Activity = In the article on WASM and FFI performance below, which input value of n was passed to each implementation of the Collatz conjecture, and how many steps does it take to reach 1?

Motivated by the unexpected h3-js results, I decided to further explore WASM’s capabilities. I compared its performance with JavaScript and FFI using a computational problem: the Collatz conjecture.

GitHub - yujiosaka/wasm-and-ffi-performance-comparison-in-node: Compare performance between a Rust…

Compare performance between a Rust FFI and a Rust-compiled-to-WASM for the Collatz conjecture. …

github.com

What is the Collatz Conjecture?

The Collatz conjecture, also known as the “3n + 1 problem”, is a mathematical hypothesis involving a sequence defined as follows:

Start with any positive integer n.
If n is even, divide it by 2.
If n is odd, multiply it by 3 and add 1.
Repeat the process until n becomes 1.

The conjecture states that no matter the starting n value, the sequence will always eventually reach 1.

Collatz Conjecture in JS, FFI, and WASM

To compare performances, I implemented the conjecture in plain JavaScript, using FFI to call a Rust function, and directly in WASM. And I passed n = 670617279 as the input, which requires 986 steps to reach 1.

JavaScript

function collatzSteps(n) {
    let counter = 0;
    while (n !== 1) {
      if (n % 2 === 0) {
        n /= 2;
      } else {
        n = 3 * n + 1;
      }
      counter++;
    }
    return counter;
  }

Rust (FFI) and Rust (WASM)

pub fn collatz_steps(mut n: u64) -> u64 {
    let mut counter = 0;
    while n != 1 {
      if n % 2 == 0 {
        n /= 2;
      } else {
        n = 3 * n + 1;
      }
      counter += 1;
    }
    return counter;
  }

For more details, please take a look at my repository. Here are the benchmarks with M2 MacBookPro:

These findings demonstrated that WASM could outperform both native JavaScript and FFI, particularly for computationally intensive tasks.

Deep Dive into WASM Performance

After seeing WASM’s impressive performance with h3-js and the Collatz conjecture, it became clear there was more to WASM than I initially grasped.

How WASM Differs from FFI

The key to understanding WASM’s efficiency lies in its design as a low-level binary instruction format. It’s not only platform-agnostic but also optimized for execution speed and compactness unlike FFI, where high overhead can occur due to marshaling data between execution contexts and handling different memory models. This setup minimizes typical FFI overhead by ensuring:

Memory Management is Linear and Uniform: WASM uses a single contiguous memory block, simplifying the interface with the host environment. This reduces costs associated with memory management in traditional FFI setups.
Binary Format Optimized for Execution: The WASM binary format is designed for efficient decoding and execution by modern JIT (Just-In-Time) compilers. This allows performance closer to native machine code speeds without typical runtime interpretation penalties.

Given information =
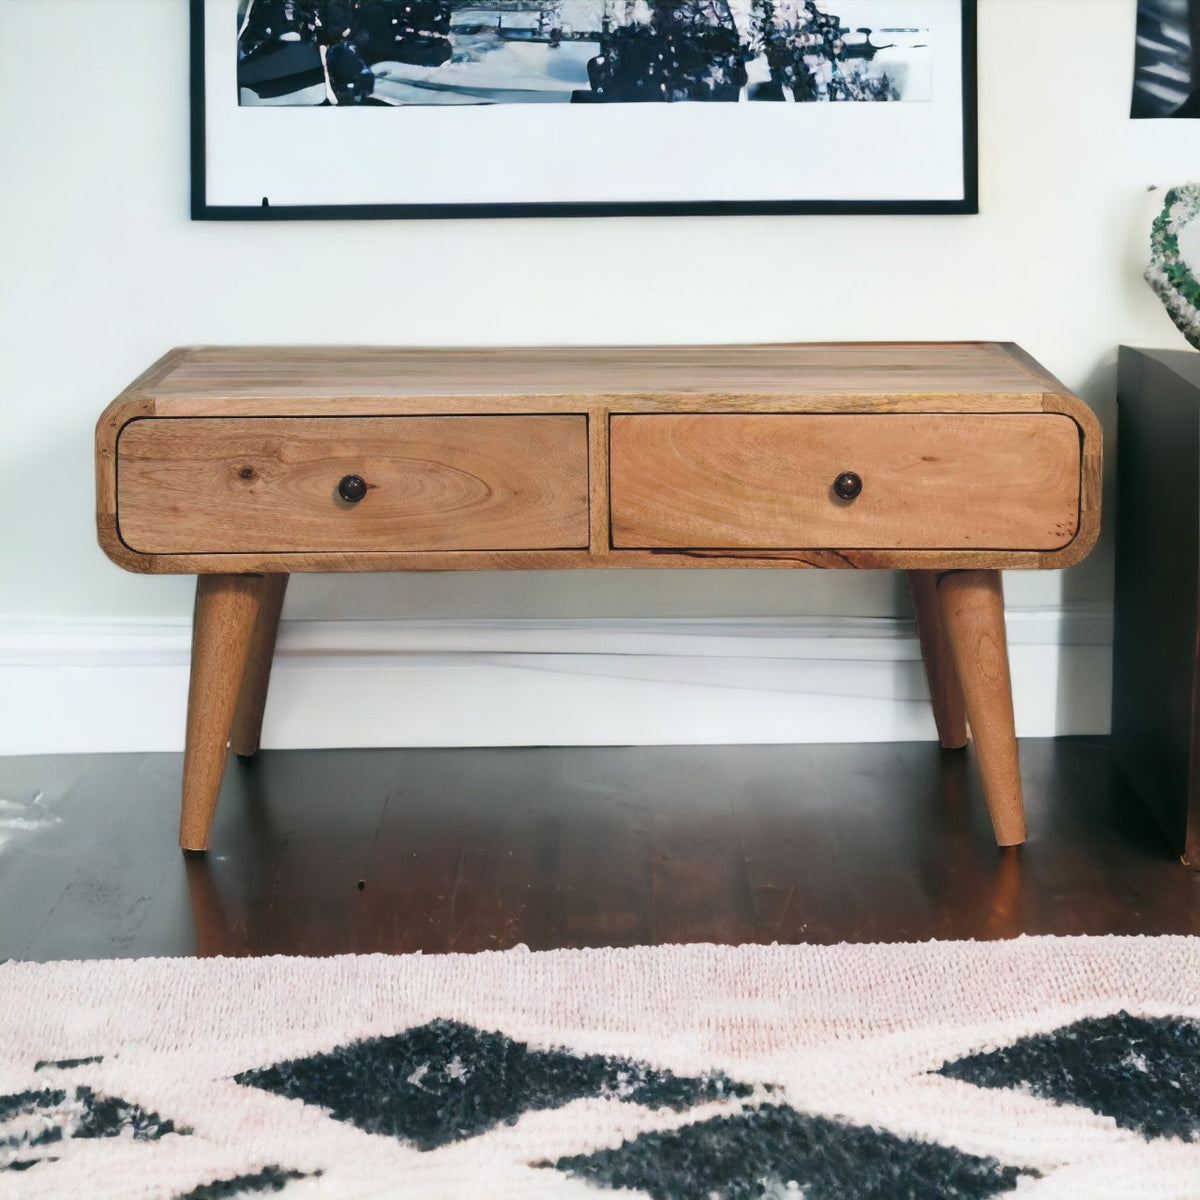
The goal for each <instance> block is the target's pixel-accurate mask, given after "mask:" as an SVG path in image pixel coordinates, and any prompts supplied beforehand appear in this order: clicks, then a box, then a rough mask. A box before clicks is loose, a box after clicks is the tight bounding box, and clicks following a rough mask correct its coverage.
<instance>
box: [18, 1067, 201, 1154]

Answer to this exercise = The input was n = 670617279, which takes 986 steps to reach 1.